** Start **
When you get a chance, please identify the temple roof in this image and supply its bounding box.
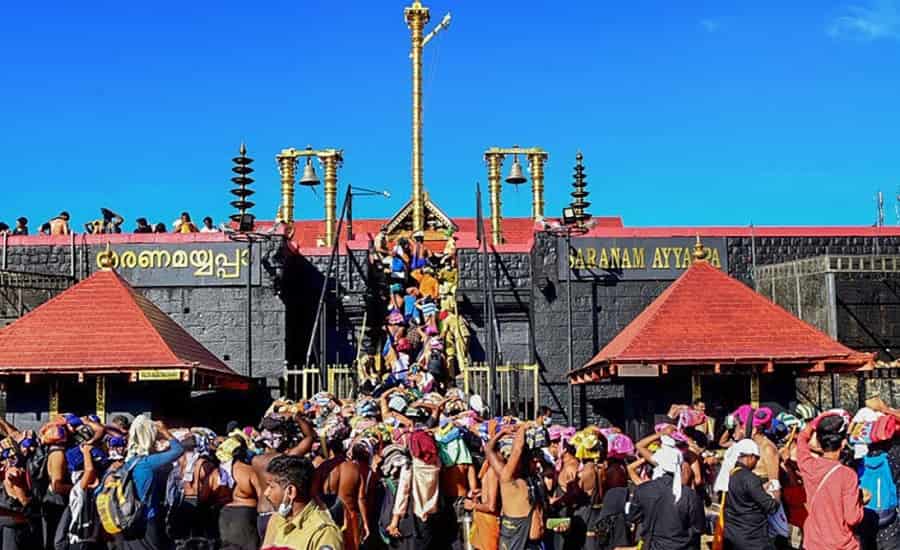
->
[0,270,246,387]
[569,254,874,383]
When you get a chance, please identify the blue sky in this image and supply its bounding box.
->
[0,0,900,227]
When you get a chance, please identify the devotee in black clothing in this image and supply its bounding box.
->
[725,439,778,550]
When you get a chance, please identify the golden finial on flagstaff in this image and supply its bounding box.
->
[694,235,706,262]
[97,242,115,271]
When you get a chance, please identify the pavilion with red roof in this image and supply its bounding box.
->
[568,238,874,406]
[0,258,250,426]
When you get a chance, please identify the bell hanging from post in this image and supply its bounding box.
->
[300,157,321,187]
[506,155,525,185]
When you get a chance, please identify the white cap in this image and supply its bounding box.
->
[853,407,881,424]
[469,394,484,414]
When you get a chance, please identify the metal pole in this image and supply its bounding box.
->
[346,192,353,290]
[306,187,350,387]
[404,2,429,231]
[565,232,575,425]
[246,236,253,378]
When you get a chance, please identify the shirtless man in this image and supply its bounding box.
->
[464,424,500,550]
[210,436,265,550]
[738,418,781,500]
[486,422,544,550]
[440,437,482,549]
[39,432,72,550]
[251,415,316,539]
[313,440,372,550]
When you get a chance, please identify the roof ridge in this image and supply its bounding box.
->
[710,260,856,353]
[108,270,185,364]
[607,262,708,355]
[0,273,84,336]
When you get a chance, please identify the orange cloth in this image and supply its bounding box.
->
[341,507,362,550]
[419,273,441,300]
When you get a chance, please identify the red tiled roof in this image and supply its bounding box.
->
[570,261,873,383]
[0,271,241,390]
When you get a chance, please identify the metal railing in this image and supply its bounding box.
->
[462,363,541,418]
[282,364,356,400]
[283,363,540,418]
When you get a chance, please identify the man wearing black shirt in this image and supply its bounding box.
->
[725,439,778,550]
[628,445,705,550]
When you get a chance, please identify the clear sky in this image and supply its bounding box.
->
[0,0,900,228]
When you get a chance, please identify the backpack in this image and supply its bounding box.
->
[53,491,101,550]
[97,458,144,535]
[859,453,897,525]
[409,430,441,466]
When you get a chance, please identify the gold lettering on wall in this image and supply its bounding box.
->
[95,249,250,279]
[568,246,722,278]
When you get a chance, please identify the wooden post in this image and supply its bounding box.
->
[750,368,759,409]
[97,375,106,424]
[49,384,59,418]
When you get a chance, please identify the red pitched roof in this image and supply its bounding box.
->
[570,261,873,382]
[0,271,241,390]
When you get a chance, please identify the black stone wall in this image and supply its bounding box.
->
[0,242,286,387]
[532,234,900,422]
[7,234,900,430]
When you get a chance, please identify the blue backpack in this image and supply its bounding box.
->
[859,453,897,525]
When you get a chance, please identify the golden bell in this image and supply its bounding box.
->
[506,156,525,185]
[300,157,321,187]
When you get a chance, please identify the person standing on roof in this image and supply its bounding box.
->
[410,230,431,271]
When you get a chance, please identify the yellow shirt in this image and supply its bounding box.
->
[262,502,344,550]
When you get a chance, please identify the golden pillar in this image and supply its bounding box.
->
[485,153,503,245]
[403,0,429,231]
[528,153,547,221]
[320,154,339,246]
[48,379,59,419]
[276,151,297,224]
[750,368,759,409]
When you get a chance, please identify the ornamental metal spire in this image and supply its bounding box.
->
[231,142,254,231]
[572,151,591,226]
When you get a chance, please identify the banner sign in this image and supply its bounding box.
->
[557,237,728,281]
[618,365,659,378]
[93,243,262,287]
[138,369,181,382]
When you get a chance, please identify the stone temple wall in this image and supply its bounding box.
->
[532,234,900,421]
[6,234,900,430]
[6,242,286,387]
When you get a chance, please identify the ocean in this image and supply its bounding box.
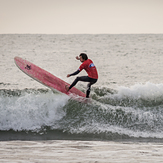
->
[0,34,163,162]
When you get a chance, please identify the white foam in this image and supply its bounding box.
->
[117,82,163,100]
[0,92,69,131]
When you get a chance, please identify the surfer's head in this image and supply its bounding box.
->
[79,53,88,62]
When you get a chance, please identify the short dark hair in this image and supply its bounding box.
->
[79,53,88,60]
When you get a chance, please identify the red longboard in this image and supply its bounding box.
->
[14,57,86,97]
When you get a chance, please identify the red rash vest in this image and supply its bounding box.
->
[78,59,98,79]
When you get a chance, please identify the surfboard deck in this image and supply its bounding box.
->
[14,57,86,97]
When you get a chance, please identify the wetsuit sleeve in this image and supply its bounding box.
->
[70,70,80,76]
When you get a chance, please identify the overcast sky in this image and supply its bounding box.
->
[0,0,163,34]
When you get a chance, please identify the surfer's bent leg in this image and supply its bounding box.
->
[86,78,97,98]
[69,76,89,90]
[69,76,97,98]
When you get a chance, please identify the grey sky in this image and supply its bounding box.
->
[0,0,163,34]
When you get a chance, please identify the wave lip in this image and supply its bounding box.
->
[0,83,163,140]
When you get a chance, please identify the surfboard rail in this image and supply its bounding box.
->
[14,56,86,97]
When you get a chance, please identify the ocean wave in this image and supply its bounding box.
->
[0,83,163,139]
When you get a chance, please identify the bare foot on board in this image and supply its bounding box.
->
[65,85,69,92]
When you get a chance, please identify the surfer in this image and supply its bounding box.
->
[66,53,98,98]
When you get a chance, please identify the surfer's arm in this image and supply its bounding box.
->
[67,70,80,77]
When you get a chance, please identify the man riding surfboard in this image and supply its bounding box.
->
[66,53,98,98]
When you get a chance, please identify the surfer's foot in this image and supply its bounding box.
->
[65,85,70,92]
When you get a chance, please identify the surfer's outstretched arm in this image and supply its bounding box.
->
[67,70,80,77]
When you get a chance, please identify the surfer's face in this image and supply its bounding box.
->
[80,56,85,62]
** End **
§ Instructions for the task
Copy out every line above with each "bounding box" changed to "enclosing rectangle" and nothing else altered, omitting the pictures.

§ Answer in full
When you get a chance, please identify the temple roof in this image and supply its enclosing rectangle.
->
[0,270,246,387]
[569,254,874,383]
When you get a chance, please identify the blue sky in this image and supply its enclosing rectangle.
->
[0,0,900,227]
When you get a chance, please identify the devotee in black clothing in this image and supply its enclosing rectangle.
->
[725,439,778,550]
When you get a chance, please identify the golden finial on flagstaff in this image and supply its enclosing rectangle.
->
[694,235,706,262]
[97,242,115,271]
When you get a chance, please identify the pavilion with red roof in this image and supply its enclosing rectangle.
->
[568,238,874,406]
[0,258,250,426]
When you get a chance, please identify the bell hanging from post in this image and supply its enclosing rectangle.
->
[300,157,321,187]
[506,155,525,185]
When you get a chance, please identify the white cap in this image and supply its enclosing rectangle.
->
[853,407,881,424]
[469,394,484,414]
When you get a chance, please identify the metal pole in this image and supply its enclosing rectangle.
->
[346,192,353,290]
[306,187,350,387]
[404,2,429,231]
[565,232,575,425]
[246,236,253,378]
When you get a chance, please identify the shirtless man in this image and supply its enclosing rectangle.
->
[464,424,500,550]
[210,436,265,550]
[738,418,781,500]
[486,422,544,550]
[440,437,482,549]
[39,432,72,550]
[251,415,316,539]
[313,440,372,550]
When you get a chance, please identify the roof ridge in this image and supply its enclosing rectangle.
->
[710,260,856,353]
[108,270,185,364]
[607,262,708,355]
[0,273,84,336]
When you get a chance, please identify the orange cloth in this image and supply its enclosing rectangle.
->
[341,507,362,550]
[419,273,441,300]
When you get a chance, please identify the red tiled roof in this image and supply its enclosing rectangle.
->
[570,261,873,383]
[0,271,241,390]
When you get a chance, please identify the metal railing in this image and supply its enclosing rectangle.
->
[462,363,541,418]
[282,364,356,400]
[283,363,540,418]
When you get a chance, please identify the man wearing black shirt in this image and supply its enclosing rectangle.
->
[725,439,778,550]
[628,445,705,550]
When you get a chance, please identify the clear sky in this image and supply its enclosing rectangle.
->
[0,0,900,228]
When you get a chance, please identify the backpack in this image and supply its enclosing rectangle.
->
[53,491,101,550]
[97,458,144,535]
[859,453,897,525]
[409,430,441,466]
When you get a chance, please identify the gold lettering on wall in this image and supply its enclosing rectangle.
->
[95,249,250,279]
[568,246,722,278]
When you get a chance, please identify the wooden post in this image and supply its enclosing rectangle.
->
[750,368,759,409]
[97,375,106,424]
[49,384,59,418]
When you get a chance, please identify the red pitched roof in this image and supply its enclosing rectangle.
->
[570,261,873,382]
[0,271,241,390]
When you get a chance, please identify the black stone wall in this image and supply its enclosing rectangle.
->
[0,242,286,387]
[532,234,900,422]
[7,234,900,430]
When you get a chance, please identify the blue backpack in this image and supply its enclosing rectangle.
->
[859,453,897,525]
When you get a chance, please identify the golden bell in this image and supply its enclosing rectangle.
->
[506,156,525,185]
[300,157,321,187]
When you get a chance, please identify the person standing on roof in this image and supply its enclosing rectangle.
->
[410,230,431,271]
When you get a chance, please identify the yellow shirt in this image and supply its enclosing rectangle.
->
[262,502,344,550]
When you get a chance, please identify the golden pillar in this image and supply its enclosing rectangle.
->
[485,153,503,245]
[403,0,429,231]
[528,153,547,221]
[320,154,339,246]
[48,379,59,419]
[276,151,297,224]
[750,368,759,409]
When you get a chance, please identify the ornamental metal spire in this image and supply its enclosing rectangle.
->
[231,142,254,231]
[572,151,591,226]
When you get a chance, please identify the banner sign in this image and supply its enclosing rectangle.
->
[557,237,728,281]
[618,365,659,378]
[93,243,262,287]
[138,369,181,382]
When you get a chance, please identify the stone temple wall in this image and supply its enclosing rectangle.
->
[532,234,900,421]
[6,234,900,430]
[6,242,286,387]
When you get a chance, please identify the ocean in this image and supply its enclosing rectangle.
->
[0,34,163,162]
When you get a chance, please identify the white foam in this image and supply its enclosing rectangle.
->
[117,82,163,100]
[0,92,69,131]
When you get a chance, please identify the surfer's head in this image and supply its enclosing rectangle.
->
[79,53,88,62]
When you get a chance, please identify the short dark hair in this image and supply its enclosing rectangle.
->
[79,53,88,60]
When you get a chance, please identify the red longboard in this image and supply its enclosing rectangle.
->
[14,57,86,97]
When you get a chance, please identify the red rash vest in this image and supply its enclosing rectangle.
->
[78,59,98,79]
When you get a chance, please identify the surfboard deck in this image and supply its enclosing rectangle.
->
[14,57,86,97]
When you get a chance, please identify the wetsuit sleeve in this image and supply its enclosing rectangle.
->
[70,70,80,76]
When you get a chance, please identify the overcast sky in this image and supply its enclosing rectangle.
->
[0,0,163,34]
When you get a chance, please identify the surfer's bent leg in this image and supply its enclosing rectangle.
->
[86,78,97,98]
[69,76,89,90]
[69,76,97,98]
When you get a chance, please identify the grey sky in this image and supply its enclosing rectangle.
->
[0,0,163,34]
When you get a chance, please identify the wave lip in this image and supply its enclosing rectangle.
->
[0,83,163,140]
When you get a chance, please identify the surfboard rail in this image and supply its enclosing rectangle.
->
[14,56,86,97]
When you get a chance, please identify the ocean wave in this image and supply its enclosing rectangle.
->
[0,83,163,139]
When you get a chance, please identify the bare foot on board in this image and supply its enclosing rectangle.
->
[65,85,69,92]
When you get a chance, please identify the surfer in this image and supply its enclosing rectangle.
->
[66,53,98,98]
When you get a chance, please identify the surfer's arm in this image and supply its enclosing rectangle.
->
[67,70,80,77]
When you get a chance, please identify the man riding surfboard in this image and supply its enclosing rectangle.
->
[66,53,98,98]
When you get a chance, please identify the surfer's foot in this image and supply its enclosing rectangle.
->
[65,85,70,92]
When you get a chance, please identify the surfer's outstretched arm in this image and supply its enclosing rectangle.
->
[67,70,80,77]
When you get a chance, please identify the surfer's face in this image and supply its enclosing rectangle.
->
[80,56,85,62]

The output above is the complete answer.